-- Extracted records start --

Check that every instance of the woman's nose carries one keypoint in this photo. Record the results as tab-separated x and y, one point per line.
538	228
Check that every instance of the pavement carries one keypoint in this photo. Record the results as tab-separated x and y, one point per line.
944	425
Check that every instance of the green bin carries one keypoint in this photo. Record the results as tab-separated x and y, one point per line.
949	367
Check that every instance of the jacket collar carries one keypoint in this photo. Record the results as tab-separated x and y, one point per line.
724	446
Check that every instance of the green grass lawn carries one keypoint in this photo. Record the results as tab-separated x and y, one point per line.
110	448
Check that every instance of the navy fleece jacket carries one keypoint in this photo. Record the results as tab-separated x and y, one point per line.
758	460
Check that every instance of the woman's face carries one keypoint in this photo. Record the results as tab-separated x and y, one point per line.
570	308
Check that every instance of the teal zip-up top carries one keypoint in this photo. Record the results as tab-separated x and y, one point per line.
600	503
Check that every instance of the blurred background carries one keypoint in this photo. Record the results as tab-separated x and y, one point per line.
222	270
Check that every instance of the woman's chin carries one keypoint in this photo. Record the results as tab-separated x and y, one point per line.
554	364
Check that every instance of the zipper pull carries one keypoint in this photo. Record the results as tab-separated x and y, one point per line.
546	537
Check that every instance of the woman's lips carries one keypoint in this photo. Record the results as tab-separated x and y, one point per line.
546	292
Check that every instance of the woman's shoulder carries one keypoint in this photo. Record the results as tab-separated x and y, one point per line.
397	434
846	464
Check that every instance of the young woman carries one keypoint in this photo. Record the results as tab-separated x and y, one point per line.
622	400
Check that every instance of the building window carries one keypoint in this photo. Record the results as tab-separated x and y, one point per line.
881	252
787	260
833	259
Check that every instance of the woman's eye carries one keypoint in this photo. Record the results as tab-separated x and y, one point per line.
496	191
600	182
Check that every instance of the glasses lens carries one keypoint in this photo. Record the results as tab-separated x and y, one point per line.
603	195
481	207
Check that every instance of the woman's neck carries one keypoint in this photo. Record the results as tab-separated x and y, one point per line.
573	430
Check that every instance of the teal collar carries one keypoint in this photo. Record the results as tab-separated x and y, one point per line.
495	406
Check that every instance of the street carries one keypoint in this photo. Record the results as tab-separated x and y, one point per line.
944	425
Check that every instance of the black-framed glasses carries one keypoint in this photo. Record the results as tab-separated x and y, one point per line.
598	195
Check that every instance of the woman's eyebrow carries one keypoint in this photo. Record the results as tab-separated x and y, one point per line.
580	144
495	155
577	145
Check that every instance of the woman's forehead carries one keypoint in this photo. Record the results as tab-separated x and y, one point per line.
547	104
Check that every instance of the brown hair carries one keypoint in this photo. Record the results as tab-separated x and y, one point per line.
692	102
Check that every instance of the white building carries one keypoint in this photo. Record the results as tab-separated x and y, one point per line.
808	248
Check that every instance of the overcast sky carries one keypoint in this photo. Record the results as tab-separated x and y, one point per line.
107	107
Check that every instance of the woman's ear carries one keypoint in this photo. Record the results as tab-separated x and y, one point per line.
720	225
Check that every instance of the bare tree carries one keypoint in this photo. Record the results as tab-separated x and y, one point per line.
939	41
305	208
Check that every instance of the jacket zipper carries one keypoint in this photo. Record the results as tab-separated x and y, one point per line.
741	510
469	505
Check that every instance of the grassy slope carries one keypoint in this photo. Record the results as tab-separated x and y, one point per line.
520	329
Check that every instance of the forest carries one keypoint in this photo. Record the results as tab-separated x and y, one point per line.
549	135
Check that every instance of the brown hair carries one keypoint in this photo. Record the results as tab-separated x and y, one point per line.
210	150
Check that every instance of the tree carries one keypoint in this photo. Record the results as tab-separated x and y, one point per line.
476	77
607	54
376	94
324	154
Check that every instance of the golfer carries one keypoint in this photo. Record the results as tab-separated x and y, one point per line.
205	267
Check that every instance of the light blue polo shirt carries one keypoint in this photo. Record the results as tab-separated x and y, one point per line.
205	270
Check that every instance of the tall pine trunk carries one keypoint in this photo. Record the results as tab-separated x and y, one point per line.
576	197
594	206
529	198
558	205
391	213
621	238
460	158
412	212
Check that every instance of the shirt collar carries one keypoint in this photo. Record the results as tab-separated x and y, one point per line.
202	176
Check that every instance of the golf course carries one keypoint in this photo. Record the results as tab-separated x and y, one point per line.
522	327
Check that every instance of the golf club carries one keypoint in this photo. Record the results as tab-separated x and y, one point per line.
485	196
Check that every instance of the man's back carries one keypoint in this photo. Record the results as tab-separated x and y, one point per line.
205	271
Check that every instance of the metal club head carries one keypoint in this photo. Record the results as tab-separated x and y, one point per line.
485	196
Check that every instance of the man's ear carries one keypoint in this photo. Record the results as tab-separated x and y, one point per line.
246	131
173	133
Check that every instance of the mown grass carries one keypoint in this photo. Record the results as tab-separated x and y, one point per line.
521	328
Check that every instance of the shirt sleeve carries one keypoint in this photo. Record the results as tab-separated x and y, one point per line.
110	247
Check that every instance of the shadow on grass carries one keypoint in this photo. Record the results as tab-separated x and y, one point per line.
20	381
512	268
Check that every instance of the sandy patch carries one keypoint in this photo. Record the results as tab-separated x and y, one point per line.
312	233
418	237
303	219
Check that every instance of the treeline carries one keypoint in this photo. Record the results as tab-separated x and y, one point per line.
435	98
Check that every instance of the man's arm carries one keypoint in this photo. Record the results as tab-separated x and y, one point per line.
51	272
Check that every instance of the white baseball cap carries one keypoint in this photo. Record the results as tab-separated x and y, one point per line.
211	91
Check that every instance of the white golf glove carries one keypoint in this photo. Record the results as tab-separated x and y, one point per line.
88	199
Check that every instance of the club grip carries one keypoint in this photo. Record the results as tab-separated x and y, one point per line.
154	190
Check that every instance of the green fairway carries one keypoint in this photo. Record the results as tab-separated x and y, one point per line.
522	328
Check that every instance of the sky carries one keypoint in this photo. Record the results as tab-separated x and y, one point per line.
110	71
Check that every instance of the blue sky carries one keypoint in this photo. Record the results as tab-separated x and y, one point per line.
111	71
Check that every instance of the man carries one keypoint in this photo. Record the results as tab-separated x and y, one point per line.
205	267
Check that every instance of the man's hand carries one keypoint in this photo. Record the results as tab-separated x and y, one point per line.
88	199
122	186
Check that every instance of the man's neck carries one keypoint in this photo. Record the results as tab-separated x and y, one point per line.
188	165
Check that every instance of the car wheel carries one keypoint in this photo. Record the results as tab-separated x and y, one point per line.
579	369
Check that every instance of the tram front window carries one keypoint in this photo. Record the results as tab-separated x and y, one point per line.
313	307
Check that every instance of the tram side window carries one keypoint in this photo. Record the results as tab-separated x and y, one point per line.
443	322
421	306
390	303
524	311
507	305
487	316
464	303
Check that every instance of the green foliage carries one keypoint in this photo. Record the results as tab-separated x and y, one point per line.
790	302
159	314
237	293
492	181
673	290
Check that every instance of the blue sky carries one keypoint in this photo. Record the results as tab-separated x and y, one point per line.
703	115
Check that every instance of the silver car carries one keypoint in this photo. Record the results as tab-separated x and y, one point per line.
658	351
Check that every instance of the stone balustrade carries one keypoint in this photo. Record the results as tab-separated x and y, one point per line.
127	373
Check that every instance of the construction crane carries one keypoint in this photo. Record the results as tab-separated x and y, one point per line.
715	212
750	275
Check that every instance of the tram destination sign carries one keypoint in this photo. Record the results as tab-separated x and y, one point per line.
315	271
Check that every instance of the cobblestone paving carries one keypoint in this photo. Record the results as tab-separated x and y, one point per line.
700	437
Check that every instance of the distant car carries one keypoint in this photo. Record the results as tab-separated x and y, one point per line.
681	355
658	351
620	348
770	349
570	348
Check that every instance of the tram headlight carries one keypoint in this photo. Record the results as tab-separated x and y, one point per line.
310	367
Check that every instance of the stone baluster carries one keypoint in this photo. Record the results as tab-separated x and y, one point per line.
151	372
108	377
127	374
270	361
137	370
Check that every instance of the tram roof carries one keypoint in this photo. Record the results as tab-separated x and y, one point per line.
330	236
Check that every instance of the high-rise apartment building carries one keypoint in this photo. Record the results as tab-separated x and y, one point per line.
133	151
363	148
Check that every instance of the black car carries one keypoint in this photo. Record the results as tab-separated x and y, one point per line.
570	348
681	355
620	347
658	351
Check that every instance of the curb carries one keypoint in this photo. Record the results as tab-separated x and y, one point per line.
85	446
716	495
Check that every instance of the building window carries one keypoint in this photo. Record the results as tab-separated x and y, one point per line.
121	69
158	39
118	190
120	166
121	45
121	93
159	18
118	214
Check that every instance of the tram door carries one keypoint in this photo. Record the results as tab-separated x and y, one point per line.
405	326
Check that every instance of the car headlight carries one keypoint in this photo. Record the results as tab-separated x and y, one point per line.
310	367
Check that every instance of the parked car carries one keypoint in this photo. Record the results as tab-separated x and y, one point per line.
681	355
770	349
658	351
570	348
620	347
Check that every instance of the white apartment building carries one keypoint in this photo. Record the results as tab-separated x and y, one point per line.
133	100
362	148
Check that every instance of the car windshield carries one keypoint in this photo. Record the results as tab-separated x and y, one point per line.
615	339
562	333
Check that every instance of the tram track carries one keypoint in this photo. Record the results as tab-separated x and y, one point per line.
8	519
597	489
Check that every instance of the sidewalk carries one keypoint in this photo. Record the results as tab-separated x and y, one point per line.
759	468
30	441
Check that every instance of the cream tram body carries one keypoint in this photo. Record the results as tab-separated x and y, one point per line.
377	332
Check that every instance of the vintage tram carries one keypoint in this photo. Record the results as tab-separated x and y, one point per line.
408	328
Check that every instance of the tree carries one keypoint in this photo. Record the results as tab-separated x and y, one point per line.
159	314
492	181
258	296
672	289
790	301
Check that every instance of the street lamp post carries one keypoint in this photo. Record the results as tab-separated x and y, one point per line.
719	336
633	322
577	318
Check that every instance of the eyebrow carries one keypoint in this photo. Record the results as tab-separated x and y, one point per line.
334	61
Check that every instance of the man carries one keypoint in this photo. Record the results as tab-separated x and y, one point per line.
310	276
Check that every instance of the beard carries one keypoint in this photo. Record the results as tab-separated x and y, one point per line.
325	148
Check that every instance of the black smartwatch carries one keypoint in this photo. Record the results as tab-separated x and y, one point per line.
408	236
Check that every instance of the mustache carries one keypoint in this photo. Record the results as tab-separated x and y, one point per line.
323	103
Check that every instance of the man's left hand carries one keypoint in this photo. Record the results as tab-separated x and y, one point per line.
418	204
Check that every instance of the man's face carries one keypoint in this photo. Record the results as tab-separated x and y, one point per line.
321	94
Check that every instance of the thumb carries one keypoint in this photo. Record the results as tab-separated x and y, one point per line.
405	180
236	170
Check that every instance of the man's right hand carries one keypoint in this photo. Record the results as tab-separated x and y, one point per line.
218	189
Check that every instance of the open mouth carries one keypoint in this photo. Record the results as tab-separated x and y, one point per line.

-- Extracted records end --

Take the line with "Check that every instance of the mustache" and all lines after it through the end of the records, and write them out exactly; include nothing else.

Check that every instance of the mustache carries one keypoint in this photo. Record the results as tab-separated x and y, one point per line.
323	103
Check that every instance of the man's left hand carries one keypoint in this photo. Record the results as tab-separated x and y, one point per line.
418	204
Check that every instance of the man's face carries one keypoint in this photo. Record the results as tab-separated x and y, one point per line.
321	94
Check that every instance of the thumb carries one keypoint in this photo. Record the results as tab-separated x and y, one point per line.
405	180
236	170
Check that every instance of the man's right hand carries one keypoint in this photo. Record the results as tab-separated x and y, one point per line.
218	189
Check that every instance of the open mouth carries one keypoint in this photo. Record the results as tab-separated x and y, one point per line.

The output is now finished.